Collected data
════════════════
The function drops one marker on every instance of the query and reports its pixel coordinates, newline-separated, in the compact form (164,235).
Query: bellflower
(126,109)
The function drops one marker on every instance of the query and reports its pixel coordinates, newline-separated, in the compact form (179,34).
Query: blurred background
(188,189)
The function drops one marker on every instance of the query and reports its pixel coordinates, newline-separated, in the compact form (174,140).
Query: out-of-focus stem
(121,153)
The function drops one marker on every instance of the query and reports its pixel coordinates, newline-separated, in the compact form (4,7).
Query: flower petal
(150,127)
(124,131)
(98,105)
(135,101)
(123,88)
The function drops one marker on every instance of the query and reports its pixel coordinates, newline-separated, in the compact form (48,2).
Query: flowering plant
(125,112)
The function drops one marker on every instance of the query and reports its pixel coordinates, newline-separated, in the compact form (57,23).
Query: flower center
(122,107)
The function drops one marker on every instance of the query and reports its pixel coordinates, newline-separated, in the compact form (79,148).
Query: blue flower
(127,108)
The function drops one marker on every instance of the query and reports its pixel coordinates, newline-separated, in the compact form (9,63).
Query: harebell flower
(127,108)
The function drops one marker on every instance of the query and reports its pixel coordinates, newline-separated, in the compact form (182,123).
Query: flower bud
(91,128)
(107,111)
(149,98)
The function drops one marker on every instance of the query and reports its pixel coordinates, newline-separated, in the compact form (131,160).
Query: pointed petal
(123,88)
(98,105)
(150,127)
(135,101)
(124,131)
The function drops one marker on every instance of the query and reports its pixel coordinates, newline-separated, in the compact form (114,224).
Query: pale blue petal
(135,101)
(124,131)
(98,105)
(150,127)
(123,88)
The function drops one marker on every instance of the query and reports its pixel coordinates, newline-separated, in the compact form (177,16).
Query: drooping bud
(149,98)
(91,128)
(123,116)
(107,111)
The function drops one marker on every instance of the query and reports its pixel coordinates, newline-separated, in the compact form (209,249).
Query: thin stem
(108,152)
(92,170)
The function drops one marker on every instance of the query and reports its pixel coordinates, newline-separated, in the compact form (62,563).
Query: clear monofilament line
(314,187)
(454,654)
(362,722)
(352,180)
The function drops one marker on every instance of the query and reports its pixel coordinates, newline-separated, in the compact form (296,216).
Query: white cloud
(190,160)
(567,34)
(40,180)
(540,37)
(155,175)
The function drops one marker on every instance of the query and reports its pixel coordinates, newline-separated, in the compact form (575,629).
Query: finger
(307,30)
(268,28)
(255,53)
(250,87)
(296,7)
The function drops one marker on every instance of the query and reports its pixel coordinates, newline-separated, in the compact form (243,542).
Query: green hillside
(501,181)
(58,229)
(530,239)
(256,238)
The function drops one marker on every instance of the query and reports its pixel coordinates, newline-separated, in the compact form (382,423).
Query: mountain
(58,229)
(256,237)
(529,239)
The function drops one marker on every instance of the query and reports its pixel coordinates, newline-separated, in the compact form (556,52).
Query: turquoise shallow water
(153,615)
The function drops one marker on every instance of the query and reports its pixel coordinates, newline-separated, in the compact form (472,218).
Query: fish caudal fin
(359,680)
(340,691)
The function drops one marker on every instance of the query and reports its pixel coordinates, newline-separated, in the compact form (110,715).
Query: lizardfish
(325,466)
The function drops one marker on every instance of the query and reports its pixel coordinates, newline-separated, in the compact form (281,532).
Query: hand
════════════════
* _Task objective_
In the entries above, find the line holding "compact form (296,216)." and the line holding "compact form (575,629).", then retype exactly those two lines and every line between them, and nothing else.

* _Response for this exercise_
The function drops one marker on every instance of the query and reports its pixel coordinates, newline-separated, in the compact form (296,216).
Query: white cloud
(190,160)
(567,34)
(40,180)
(540,37)
(155,175)
The function drops one marker on every instance of the query and reports its pixel coordinates, newline-separated, in the compact form (575,629).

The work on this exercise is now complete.